## START DATA SHOWN

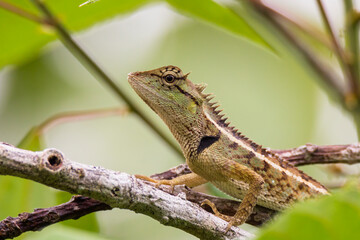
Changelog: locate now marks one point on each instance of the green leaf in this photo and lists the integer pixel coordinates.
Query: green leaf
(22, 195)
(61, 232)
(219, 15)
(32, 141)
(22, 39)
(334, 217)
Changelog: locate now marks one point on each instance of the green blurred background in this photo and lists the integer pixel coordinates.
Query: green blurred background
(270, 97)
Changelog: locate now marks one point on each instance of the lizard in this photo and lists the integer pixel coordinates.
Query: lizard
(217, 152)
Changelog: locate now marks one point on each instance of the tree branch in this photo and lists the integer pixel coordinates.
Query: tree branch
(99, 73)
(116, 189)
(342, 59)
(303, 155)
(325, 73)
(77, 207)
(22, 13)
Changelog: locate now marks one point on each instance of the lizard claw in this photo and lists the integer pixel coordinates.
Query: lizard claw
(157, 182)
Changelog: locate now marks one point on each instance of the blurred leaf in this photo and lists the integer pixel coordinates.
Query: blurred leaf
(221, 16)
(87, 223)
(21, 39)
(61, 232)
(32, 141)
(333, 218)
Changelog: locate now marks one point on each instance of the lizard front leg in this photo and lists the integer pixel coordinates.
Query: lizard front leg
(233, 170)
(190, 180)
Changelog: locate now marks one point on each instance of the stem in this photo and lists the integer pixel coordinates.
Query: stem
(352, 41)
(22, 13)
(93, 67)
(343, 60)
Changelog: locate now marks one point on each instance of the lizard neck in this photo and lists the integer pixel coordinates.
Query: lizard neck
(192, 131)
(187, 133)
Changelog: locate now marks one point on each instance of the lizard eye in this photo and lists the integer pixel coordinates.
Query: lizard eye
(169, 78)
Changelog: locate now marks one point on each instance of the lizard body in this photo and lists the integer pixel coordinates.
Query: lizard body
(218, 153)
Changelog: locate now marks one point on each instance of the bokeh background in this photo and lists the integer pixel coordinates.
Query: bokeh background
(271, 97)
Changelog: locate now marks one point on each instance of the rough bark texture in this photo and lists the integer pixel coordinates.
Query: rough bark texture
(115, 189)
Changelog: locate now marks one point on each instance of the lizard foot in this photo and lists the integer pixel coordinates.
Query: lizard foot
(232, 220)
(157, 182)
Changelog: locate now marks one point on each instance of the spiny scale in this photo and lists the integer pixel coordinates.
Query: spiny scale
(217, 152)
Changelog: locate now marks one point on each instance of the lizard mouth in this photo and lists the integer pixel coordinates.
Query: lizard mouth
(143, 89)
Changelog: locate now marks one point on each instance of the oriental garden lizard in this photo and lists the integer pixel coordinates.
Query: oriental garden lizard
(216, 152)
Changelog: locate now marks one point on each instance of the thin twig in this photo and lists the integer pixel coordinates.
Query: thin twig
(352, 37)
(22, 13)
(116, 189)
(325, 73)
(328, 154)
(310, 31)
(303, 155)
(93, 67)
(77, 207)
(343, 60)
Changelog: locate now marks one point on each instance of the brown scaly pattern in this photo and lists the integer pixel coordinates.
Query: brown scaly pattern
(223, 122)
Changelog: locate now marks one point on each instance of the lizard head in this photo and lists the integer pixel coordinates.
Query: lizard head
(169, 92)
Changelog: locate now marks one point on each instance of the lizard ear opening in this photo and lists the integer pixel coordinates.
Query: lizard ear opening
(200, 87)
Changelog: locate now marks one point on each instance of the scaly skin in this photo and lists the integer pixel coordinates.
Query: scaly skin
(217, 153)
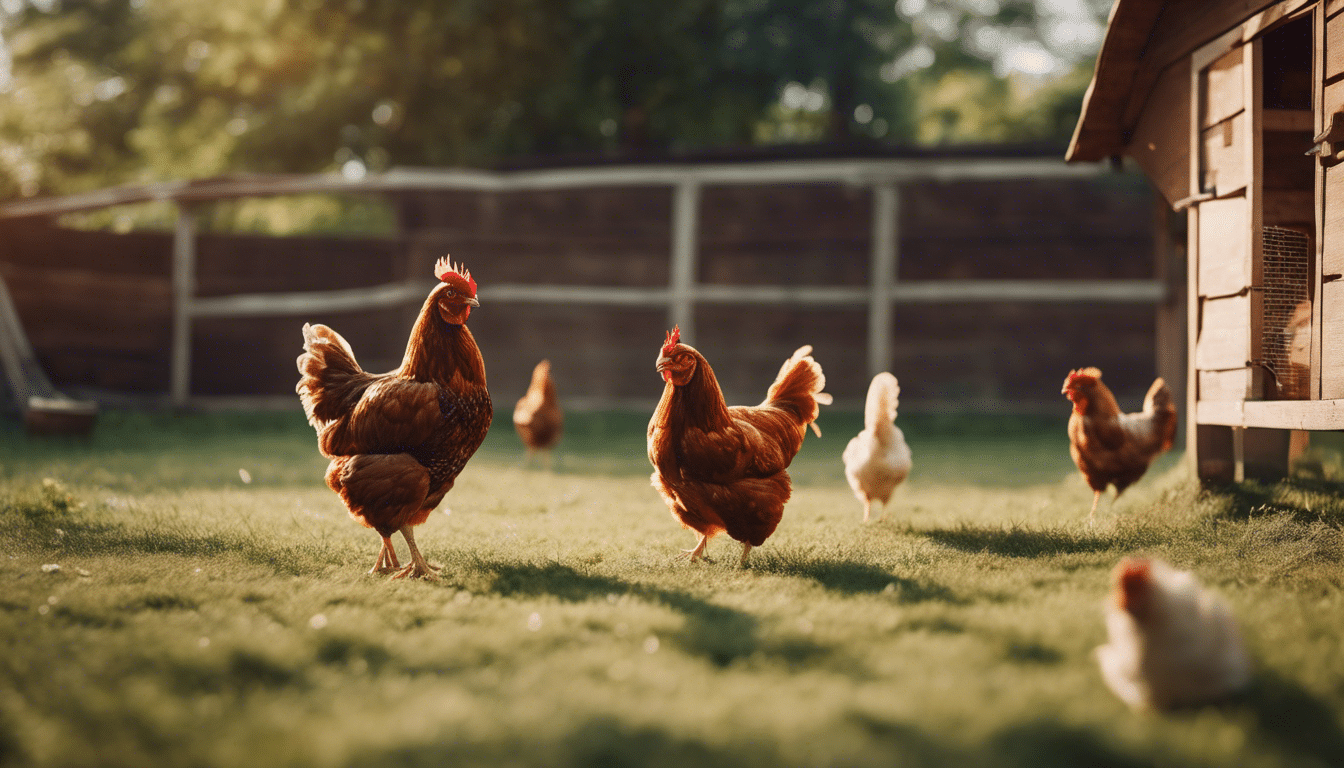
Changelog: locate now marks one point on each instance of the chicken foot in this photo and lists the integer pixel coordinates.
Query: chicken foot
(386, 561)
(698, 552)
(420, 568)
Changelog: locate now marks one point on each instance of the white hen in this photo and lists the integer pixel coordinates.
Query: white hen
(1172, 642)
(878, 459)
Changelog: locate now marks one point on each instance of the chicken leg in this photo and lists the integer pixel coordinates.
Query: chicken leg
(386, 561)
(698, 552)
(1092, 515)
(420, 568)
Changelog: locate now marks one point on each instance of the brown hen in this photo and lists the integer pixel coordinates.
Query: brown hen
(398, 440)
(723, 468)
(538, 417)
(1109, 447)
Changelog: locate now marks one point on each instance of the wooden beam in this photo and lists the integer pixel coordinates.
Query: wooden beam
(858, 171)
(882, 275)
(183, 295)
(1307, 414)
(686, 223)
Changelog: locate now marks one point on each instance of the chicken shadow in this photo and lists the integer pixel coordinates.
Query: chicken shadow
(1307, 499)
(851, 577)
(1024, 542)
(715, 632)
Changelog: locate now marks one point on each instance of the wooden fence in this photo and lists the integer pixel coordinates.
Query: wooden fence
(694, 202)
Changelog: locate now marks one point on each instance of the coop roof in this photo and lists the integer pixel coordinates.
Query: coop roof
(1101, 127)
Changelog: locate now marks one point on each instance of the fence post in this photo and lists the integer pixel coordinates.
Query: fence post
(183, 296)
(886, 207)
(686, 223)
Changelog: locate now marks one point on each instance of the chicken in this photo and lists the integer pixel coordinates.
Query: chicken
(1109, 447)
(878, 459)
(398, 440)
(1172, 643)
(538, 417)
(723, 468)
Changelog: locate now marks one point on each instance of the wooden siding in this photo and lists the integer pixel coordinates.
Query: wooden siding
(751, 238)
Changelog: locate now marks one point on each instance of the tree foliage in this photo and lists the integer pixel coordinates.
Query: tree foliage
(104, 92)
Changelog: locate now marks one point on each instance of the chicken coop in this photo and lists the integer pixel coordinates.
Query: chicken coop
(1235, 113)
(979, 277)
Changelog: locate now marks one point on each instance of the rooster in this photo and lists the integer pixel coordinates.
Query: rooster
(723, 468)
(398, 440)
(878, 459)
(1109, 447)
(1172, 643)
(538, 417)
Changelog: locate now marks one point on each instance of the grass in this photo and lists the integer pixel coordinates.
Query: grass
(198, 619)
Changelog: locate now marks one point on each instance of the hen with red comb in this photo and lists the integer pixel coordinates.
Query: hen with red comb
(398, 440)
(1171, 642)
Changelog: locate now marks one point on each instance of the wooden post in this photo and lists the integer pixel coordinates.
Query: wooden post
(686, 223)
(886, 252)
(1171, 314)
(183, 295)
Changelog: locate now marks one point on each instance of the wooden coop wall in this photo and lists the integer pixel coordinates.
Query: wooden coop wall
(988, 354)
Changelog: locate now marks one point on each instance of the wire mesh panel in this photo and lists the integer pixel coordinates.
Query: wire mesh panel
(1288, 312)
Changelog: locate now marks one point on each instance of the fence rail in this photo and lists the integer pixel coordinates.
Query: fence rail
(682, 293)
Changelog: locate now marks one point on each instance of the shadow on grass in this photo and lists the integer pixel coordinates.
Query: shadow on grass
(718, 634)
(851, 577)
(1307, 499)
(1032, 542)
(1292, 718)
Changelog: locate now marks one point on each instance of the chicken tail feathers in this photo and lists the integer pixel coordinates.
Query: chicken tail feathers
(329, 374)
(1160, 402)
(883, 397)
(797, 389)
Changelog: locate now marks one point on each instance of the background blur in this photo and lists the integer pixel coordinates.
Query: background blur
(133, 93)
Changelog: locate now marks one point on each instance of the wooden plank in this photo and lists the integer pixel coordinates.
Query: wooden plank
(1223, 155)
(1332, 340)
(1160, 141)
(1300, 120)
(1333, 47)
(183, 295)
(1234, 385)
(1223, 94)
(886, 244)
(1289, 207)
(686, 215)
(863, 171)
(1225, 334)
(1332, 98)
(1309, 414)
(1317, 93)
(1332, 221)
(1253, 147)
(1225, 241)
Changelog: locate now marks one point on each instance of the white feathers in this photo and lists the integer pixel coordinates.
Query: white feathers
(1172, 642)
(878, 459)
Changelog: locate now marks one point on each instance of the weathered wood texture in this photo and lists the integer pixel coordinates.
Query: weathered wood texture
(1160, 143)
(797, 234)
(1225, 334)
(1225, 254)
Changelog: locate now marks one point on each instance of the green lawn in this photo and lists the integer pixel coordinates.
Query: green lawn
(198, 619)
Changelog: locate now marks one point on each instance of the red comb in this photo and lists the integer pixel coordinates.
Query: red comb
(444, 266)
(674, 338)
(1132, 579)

## END DATA SHOWN

● **INSTRUCTIONS TO FOLLOW**
Please rewrite the rows from the line containing "the green lawn" through the end of the rows, replacing "red comb" with "scarlet comb" and leaving everything else unchanged.

● **OUTPUT BELOW**
Changelog: locate now marks one point on each instance of the green lawn in this photo and lists the integer pixel coordinates.
Query: green lawn
(198, 619)
Changelog: locate now marks one point on each instance of the scarlet comb in this photo and lists the integer pixel coordinates.
Query: scarlet comb
(444, 266)
(674, 338)
(1132, 579)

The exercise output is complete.